▶ Source text:
* * *

With the unexpected murder of Director O’Hagan, the DNS contingent finds itself at the command of General William May (Johnathan Higgins, Race, The Strain). Out of all the middling-to-bad characters we’ve seen, General May takes the top prize. A most unimaginatively terrible addition to the series, the character suffers not just from Higgins’ lifeless performance, but poorly written dialogue and directing that compounds what is an unnecessary character. Nothing about him says ‘General’. Sadly, this is what we’re left with after O’Hagan’s surprise death—and just as she was starting to find her rhythm.

This further impacts the DNS story angle and Luther’s research into the prion. Even with Somerhalder’s consistency and Outerbridge’s hidden agenda, the incredulity of the organization’s ineffectiveness has made this section of the narrative painful to visit, a damning trait when perhaps one-third of every episode is focused on this capturing at least some of the audience’s interest.

If there is a positive to this part of the story, it would be Luther’s very real conflict between providing Niklos and the General with Theresa’s discovery that those afflicted with the NH47 gene will be the ones to turn with his son’s unexpected sickness. Even if Dez’s condition is nothing more than flu-like symptoms (which it most likely is not), Luther has already mentioned his disgust at the idea of interning people based on a genetic profile that they have no power over.

It’s an intriguing argument; balancing what is the right course of action to prevent further bloodshed with what restrictions on liberty are acceptable in the face of the greater good? This type of choice could have gone a long way from pulling this episode from the bottom of the barrel yet, like too many things in V-Wars, it’s examined with a broad brushstroke that never gives the idea a chance to expand.

Mike reluctantly accepts Ava’s suggestion that he be the leader of the Blood Nation movement.

Though Luther’s druthers with the DNS and prion research are getting worse, Mike’s integration into this new Blood Nation may have to be the series’ saving grace. While I believe that introducing this new organization so early in the series is a mistake, it gives a bit more credence to the idea a war between human and vampires. No longer are there just pockets of vampires moving in small groups; this Blood Nation is now an organized movement, one that is necessary for their survival. The number of vampires (or Bloods) is still not clear—nor is the expanse of the infection—one has to wonder if every vampire will fall in line behind Mike as the face of this new species.

* * *

▶ Problem set:
A – Summarize the V-Wars episode review above in two sentences.
B – In the V-Wars episode review, which gene does Theresa's discovery link to those who will turn?

* * *

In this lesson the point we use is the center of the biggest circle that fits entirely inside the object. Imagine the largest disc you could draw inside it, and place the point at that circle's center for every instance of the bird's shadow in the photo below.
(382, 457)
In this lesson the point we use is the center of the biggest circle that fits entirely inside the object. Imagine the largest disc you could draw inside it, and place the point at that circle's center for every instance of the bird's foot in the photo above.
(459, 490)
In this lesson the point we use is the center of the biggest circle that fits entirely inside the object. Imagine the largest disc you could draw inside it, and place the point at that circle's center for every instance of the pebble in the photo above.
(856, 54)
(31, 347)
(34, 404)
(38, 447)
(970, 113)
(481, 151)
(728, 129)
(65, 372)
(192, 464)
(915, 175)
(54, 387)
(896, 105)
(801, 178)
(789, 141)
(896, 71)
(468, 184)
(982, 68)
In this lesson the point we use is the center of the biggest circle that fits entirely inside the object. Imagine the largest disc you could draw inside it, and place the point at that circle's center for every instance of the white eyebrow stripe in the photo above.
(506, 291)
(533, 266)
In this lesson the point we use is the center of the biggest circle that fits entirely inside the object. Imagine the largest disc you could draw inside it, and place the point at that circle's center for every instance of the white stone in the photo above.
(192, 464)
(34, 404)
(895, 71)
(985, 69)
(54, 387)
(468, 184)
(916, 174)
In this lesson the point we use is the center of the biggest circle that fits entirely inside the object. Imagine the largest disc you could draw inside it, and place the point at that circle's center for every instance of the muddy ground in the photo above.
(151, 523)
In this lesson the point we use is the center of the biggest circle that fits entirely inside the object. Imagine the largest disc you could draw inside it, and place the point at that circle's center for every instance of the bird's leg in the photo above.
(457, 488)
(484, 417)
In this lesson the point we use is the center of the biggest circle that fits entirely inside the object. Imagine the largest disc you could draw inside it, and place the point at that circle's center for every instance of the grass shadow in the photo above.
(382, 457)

* * *

▶ Responses by task:
A – After Director O'Hagan's murder, the DNS comes under General William May, whom the review ranks as the worst of the series' characters, and the DNS storyline stays painful to watch. Its one positive is Luther's conflict over sharing Theresa's NH47 discovery while his son is sick, and Mike's reluctant acceptance of leadership of the organized Blood Nation movement may be the series' saving grace.

B – The NH47 gene.